• **WHAT TO PRODUCE**
Everything from the line that holds "Target: knuckle" through the end of the data below should be output exactly, both ends included.

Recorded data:
|---|
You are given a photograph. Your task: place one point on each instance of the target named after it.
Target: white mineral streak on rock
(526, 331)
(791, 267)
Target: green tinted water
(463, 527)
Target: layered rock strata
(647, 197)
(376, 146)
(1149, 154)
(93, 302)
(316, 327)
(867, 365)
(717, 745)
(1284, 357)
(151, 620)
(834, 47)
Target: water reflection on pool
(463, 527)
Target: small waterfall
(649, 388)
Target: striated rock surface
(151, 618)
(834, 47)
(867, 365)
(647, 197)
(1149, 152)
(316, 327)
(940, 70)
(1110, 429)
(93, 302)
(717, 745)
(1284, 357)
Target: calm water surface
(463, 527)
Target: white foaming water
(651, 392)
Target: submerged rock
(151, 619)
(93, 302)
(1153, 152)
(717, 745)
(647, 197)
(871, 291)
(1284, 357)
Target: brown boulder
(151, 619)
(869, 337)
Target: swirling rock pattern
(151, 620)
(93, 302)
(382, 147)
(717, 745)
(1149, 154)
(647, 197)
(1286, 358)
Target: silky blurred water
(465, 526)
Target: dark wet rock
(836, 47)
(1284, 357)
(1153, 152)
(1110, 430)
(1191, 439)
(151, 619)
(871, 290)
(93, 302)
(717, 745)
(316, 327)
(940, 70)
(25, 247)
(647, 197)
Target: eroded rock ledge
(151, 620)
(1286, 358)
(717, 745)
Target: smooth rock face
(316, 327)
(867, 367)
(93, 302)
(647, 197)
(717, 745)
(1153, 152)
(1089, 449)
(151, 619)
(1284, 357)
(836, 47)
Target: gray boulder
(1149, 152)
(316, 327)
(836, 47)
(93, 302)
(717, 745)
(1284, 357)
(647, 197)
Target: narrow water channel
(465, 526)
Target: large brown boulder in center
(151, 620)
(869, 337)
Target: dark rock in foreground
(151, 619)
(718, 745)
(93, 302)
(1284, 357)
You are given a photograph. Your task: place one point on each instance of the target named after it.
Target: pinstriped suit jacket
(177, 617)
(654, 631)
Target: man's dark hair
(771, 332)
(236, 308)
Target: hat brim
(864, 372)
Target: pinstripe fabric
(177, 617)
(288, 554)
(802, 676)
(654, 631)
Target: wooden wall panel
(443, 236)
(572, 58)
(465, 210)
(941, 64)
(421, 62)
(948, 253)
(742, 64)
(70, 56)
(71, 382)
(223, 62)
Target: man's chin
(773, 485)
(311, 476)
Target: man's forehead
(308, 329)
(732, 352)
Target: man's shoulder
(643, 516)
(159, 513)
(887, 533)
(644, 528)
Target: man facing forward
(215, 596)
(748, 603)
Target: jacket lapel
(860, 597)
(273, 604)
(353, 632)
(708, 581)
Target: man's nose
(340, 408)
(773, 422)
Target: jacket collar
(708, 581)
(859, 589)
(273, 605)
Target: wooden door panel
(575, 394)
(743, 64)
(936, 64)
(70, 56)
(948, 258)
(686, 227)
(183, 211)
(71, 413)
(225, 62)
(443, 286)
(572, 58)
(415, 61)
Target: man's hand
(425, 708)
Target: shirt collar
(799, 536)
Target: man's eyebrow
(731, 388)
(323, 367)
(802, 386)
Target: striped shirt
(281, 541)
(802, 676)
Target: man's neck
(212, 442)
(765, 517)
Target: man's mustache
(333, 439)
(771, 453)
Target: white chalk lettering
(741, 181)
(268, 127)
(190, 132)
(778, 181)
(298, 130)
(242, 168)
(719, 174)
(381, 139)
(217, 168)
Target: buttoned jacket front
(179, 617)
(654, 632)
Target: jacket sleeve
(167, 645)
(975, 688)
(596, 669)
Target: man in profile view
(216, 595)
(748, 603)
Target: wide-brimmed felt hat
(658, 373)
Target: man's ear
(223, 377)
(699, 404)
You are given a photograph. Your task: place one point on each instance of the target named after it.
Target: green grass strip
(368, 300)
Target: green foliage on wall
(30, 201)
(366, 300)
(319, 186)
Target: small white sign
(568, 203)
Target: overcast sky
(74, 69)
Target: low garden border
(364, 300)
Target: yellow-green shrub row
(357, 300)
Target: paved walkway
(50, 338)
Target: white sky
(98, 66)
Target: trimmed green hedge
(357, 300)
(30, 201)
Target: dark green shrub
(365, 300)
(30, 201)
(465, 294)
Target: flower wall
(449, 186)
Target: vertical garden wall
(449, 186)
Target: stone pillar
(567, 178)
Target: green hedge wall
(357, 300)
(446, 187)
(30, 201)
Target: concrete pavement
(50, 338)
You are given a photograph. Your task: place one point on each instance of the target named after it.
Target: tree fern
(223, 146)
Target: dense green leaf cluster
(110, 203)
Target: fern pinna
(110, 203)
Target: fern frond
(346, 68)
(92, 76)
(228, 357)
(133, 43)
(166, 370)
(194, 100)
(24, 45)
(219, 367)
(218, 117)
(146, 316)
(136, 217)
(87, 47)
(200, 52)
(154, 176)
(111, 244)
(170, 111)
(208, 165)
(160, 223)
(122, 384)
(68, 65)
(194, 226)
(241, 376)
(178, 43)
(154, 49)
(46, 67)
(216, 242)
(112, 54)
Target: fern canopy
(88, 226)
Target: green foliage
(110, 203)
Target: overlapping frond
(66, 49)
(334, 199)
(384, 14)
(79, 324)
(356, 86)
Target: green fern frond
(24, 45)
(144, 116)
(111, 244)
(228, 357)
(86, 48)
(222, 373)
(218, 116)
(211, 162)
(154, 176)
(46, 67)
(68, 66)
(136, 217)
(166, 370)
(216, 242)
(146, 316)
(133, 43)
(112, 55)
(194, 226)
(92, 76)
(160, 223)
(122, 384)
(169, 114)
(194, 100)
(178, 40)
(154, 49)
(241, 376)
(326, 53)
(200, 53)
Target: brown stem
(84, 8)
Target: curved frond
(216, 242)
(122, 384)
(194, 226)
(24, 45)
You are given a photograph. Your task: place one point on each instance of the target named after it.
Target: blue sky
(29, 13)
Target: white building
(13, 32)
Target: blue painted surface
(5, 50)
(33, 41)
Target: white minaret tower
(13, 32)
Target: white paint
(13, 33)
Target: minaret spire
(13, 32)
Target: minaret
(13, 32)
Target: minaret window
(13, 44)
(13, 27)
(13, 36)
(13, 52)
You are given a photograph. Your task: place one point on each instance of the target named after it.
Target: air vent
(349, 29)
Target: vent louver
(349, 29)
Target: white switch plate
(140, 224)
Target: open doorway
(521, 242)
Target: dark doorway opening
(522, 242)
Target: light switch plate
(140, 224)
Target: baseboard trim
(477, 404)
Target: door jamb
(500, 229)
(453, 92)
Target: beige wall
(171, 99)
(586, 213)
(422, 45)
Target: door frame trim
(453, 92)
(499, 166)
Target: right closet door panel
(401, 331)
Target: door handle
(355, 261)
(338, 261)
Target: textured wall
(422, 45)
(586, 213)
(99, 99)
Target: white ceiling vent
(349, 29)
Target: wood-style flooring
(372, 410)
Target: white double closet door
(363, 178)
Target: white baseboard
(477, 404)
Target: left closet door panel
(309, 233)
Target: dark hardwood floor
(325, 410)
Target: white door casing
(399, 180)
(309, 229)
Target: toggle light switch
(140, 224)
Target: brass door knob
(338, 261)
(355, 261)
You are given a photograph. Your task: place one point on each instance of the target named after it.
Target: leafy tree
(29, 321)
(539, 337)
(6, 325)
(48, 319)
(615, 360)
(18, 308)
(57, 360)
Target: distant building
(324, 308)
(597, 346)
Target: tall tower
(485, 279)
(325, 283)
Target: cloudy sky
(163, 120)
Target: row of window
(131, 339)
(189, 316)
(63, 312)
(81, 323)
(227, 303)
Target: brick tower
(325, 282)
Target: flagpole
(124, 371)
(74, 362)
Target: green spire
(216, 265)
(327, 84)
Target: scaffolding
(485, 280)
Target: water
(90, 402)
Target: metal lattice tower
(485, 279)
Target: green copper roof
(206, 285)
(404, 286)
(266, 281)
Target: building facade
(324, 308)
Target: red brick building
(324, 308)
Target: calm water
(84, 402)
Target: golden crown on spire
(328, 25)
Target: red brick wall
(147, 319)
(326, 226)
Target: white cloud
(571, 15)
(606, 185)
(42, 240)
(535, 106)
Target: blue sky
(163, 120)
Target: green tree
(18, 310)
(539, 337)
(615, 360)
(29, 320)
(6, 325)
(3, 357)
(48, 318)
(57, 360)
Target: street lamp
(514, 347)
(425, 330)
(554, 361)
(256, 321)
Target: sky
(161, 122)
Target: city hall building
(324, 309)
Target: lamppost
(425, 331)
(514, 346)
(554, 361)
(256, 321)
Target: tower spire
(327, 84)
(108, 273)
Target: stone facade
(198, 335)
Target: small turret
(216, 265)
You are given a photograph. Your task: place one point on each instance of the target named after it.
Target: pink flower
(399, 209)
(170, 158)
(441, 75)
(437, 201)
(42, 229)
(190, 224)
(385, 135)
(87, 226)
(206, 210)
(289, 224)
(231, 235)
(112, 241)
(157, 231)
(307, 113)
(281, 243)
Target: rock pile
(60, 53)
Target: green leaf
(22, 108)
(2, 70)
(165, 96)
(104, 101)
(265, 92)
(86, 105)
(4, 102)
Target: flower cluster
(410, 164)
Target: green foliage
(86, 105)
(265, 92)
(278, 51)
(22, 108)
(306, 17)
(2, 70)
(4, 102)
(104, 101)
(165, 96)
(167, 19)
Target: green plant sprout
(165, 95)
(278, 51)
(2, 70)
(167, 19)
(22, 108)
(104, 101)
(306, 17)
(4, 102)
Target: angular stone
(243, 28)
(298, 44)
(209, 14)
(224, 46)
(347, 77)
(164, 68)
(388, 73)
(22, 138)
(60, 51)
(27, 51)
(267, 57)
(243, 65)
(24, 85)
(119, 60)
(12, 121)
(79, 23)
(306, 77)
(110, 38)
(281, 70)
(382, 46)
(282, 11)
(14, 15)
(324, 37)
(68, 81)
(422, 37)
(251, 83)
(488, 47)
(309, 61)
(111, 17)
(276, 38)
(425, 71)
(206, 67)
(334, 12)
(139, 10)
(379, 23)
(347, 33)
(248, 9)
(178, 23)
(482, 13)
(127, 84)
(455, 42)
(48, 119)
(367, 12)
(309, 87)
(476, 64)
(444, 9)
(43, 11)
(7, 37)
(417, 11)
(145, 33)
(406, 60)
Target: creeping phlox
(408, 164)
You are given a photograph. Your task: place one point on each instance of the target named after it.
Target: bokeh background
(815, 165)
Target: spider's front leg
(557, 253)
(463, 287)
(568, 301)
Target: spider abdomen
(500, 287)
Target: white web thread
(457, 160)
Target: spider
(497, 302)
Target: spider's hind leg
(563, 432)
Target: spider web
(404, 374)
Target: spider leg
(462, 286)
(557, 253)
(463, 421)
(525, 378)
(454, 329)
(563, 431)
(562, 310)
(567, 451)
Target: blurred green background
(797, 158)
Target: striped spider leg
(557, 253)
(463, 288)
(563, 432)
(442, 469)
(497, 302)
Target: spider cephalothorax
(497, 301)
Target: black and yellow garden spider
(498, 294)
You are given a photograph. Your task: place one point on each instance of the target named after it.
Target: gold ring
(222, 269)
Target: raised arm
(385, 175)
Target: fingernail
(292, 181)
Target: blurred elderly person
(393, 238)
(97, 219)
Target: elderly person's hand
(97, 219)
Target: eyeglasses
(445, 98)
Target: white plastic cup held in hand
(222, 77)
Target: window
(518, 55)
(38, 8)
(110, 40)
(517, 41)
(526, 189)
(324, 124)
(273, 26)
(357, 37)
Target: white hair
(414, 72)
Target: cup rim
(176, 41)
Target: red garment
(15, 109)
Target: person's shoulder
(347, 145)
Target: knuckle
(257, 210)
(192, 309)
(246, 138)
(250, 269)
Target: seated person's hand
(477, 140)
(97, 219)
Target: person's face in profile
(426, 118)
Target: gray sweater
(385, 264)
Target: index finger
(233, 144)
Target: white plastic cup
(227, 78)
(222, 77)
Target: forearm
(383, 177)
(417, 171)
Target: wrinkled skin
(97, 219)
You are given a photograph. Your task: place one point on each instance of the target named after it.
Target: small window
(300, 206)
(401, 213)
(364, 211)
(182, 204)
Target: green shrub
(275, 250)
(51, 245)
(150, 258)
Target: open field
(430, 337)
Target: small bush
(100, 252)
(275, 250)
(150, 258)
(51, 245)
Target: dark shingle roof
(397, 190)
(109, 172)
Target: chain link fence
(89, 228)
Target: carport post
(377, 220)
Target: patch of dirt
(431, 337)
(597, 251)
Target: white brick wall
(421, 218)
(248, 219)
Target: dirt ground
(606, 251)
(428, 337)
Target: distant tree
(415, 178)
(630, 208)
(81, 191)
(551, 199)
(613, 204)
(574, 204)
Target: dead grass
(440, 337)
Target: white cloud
|---|
• **FULL RESPONSE**
Target: knuckle
(257, 210)
(192, 309)
(246, 138)
(250, 269)
Target: seated person's hand
(477, 140)
(97, 219)
Target: person's face in profile
(426, 118)
Target: gray sweater
(385, 264)
Target: index finger
(233, 144)
Target: white plastic cup
(227, 78)
(222, 77)
Target: forearm
(383, 177)
(417, 171)
Target: wrinkled skin
(97, 219)
You are given a photograph. Your task: place one point on each instance of the target named after it.
Target: small window
(300, 206)
(401, 213)
(364, 211)
(182, 204)
Target: green shrub
(275, 250)
(51, 245)
(150, 258)
Target: open field
(430, 337)
Target: small bush
(100, 252)
(275, 250)
(150, 258)
(51, 245)
Target: dark shingle roof
(397, 190)
(109, 172)
Target: chain link fence
(89, 228)
Target: carport post
(377, 220)
Target: patch of dirt
(431, 337)
(597, 251)
Target: white brick wall
(421, 218)
(248, 219)
Target: dirt ground
(606, 251)
(428, 337)
Target: distant tree
(415, 178)
(630, 208)
(81, 191)
(551, 199)
(613, 204)
(574, 204)
Target: dead grass
(440, 337)
Target: white cloud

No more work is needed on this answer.